Task directions
List every line in the rows below that contains the string "separated", copying each one in full. Matching is case-sensitive.
----------
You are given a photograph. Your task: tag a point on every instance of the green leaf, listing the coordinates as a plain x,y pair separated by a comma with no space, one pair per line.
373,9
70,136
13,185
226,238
----------
Problem solution
You are given a photograph. Your task: tag a point on every instance of the green leaf, listing the coordinates as a plain x,y pair separated by a comma with no space, one pair per line.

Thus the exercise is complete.